** BEGIN **
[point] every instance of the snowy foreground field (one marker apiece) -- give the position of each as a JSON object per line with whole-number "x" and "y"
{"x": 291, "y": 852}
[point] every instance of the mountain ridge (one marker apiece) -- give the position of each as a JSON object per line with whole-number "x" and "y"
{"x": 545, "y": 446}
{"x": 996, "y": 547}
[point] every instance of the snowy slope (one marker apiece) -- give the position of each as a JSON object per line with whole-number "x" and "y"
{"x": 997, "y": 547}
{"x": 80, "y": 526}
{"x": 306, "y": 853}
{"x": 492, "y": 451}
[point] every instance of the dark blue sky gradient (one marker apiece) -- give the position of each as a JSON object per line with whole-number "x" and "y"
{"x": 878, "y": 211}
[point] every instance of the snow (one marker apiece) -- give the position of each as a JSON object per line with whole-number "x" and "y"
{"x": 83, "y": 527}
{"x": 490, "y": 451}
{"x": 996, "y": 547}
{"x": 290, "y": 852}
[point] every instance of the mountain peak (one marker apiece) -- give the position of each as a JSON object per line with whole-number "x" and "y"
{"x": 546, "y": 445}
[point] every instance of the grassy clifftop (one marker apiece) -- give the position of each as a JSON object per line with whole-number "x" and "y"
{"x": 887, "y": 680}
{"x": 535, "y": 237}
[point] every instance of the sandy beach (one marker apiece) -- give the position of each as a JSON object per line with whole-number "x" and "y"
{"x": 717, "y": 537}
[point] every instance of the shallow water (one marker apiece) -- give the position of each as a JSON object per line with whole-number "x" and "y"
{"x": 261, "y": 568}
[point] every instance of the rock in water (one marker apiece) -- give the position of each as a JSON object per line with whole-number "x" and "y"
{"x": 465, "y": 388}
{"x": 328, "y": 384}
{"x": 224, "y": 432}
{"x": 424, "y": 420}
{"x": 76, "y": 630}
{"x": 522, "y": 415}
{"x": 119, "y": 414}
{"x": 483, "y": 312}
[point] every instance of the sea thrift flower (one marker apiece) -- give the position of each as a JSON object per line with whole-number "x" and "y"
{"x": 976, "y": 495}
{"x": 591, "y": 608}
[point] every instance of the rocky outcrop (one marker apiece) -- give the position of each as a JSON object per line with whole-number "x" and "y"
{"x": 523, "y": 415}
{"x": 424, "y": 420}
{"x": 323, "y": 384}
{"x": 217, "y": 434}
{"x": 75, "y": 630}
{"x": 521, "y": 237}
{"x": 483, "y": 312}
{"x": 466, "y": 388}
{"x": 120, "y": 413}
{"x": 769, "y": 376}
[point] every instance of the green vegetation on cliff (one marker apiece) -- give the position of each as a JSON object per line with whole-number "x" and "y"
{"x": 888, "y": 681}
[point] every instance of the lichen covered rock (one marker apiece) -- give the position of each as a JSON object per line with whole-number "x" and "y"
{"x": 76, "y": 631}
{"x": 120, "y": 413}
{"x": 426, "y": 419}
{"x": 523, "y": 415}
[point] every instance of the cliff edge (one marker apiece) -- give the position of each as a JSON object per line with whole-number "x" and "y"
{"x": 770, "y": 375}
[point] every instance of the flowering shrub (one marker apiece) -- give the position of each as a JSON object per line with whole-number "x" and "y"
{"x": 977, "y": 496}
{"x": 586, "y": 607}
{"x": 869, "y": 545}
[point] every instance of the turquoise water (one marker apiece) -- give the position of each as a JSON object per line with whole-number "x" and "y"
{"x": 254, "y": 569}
** END **
▶ **Aim of the task**
Rewrite the records above, changing every "one marker apiece" to "a single marker each" and leaving everything else as it is.

▶ **Task result**
[point] every instance of the snowy foreground field (a single marker each) -- give the position of each as a JSON object per line with whole-number "x" and "y"
{"x": 291, "y": 852}
[point] every instance of the mountain ridge (a single marker each) -- give the position of each as a JSON object per line with whole-number "x" and "y"
{"x": 545, "y": 446}
{"x": 996, "y": 547}
[point] every instance of the snowy slope (a single marker each) -- give the position of each as a JSON object per line with whole-number "x" and "y"
{"x": 997, "y": 547}
{"x": 80, "y": 526}
{"x": 306, "y": 853}
{"x": 492, "y": 451}
[point] every instance of the dark blue sky gradient (a single marker each) -- give the position of each as a JSON object per line with whole-number "x" and "y"
{"x": 878, "y": 211}
[point] every instance of the snow (a single marker each) -- give the position of each as a JSON object per line with whole-number "x" and "y"
{"x": 83, "y": 527}
{"x": 490, "y": 451}
{"x": 996, "y": 547}
{"x": 290, "y": 852}
[point] every instance of the mountain peak (a single marker each) -- give the position of each as a JSON object per line with whole-number "x" and "y"
{"x": 546, "y": 445}
[point] every instance of the grassy clifftop (a single marker each) -- give the position of each as a JSON object per line with whole-number "x" and "y"
{"x": 887, "y": 680}
{"x": 535, "y": 237}
[point] every instance of the sandy beach (a single marker each) -- give the position of each as a JSON object per line with whole-number "x" and "y"
{"x": 717, "y": 537}
[point] every instance of the shallow water (a single marker each) -- give the position of each as a JSON object per line with whole-number "x" and "y"
{"x": 261, "y": 568}
[point] every instance of the rock in water (a single marker each) -- give the position of each as a JSON object per line with whole-number "x" and "y"
{"x": 465, "y": 388}
{"x": 328, "y": 384}
{"x": 224, "y": 432}
{"x": 424, "y": 420}
{"x": 76, "y": 630}
{"x": 522, "y": 415}
{"x": 119, "y": 414}
{"x": 483, "y": 312}
[point] every instance of the sea thrift flower (a single marker each) -- give the position of each as a JSON object per line with whole-number "x" and "y"
{"x": 976, "y": 495}
{"x": 591, "y": 608}
[point] every instance of the rocky outcrop (a single marker each) -- give the position of each as a JSON object per line with whole-number "x" and "y"
{"x": 523, "y": 415}
{"x": 424, "y": 420}
{"x": 323, "y": 384}
{"x": 217, "y": 434}
{"x": 75, "y": 630}
{"x": 521, "y": 237}
{"x": 483, "y": 312}
{"x": 466, "y": 388}
{"x": 120, "y": 413}
{"x": 769, "y": 376}
[point] every instance of the green vegetation on cliff (a single marker each) -- give the position of each as a JSON object per line with whole-number "x" and "y"
{"x": 888, "y": 681}
[point] every instance of the lichen covered rock (a single marker each) -- give the position of each as a JSON object per line with whole-number "x" and "y"
{"x": 76, "y": 631}
{"x": 120, "y": 413}
{"x": 426, "y": 419}
{"x": 523, "y": 415}
[point] every instance of the cliff edge (a single marker each) -- give the position of each as a JSON object per line with whole-number "x" and "y"
{"x": 770, "y": 375}
[point] every instance of the flowering shrub (a single marker each) -- give the position of each as a JSON object per line with whole-number "x" and "y"
{"x": 977, "y": 496}
{"x": 586, "y": 607}
{"x": 869, "y": 545}
[point] every instance of the turquoise water (a single marker each) -- give the position of each as a JSON object per line with whole-number "x" and "y"
{"x": 254, "y": 569}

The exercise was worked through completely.